[[ SOURCE DOCUMENT open ]]

Author’s note: When I wrote these pieces, I did not do the self-education that I needed to about some very problematic social justice issues in a pervasive culture of self-care. In the pieces I’ve written, I was not aware of how problematic and dangerous that white, privileged ideologies can be; and ally-ship includes taking responsibility for my role in the perpetuation of oppression, disentangling the toxicity of oppressive notions (especially in regards to healing), and bringing awareness to other white people to call out emotionally- and spiritually-bypassing culture
I wrote these articles with highly individualistic language, and cannot remove them according to Elephant Journal policy—but I hope that whoever decides to read them that has suffered from any marginalization or systemic oppression knows that I am committed to shifting rhetoric within my communities and am now involved in social organizing groups working towards a more rehabilitative and transformative culture.
He was trying to read a book in the dark. I think that’s why I called out to this homeless man across the street. It was late and he was squinting next to a dim lamp that kept flickering.
I asked what he was reading; he responded, “Oh it’s just boring stuff. Macroeconomics.”
Before I learned his story, I already had the feeling that this man was a victim of circumstance. I offered him money and he declined, instead saying, “I would just like some food, if you’ve got any.”

[[ SOURCE DOCUMENT closed ]]

*TASK PROMPT*. Rewrite the part of the essay that begins at "He was trying" and stops after "that kept flickering.", putting "faint streetlight" in place of "dim lamp".

[[ DATA SUPPLIED open ]]

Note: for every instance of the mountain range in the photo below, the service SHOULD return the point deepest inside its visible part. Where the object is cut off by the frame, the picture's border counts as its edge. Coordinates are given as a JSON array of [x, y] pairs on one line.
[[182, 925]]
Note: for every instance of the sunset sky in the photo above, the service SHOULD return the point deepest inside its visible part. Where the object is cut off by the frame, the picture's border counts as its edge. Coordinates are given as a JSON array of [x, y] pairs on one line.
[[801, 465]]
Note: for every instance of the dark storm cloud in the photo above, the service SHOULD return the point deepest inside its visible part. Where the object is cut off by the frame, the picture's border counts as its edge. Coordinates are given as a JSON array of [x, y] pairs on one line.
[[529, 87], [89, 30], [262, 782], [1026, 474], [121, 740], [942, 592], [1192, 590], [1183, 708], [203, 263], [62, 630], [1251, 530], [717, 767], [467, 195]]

[[ DATA SUPPLIED closed ]]

*YOUR RESPONSE*.
He was trying to read a book in the dark. I think that’s why I called out to this homeless man across the street. It was late and he was squinting next to a faint streetlight that kept flickering.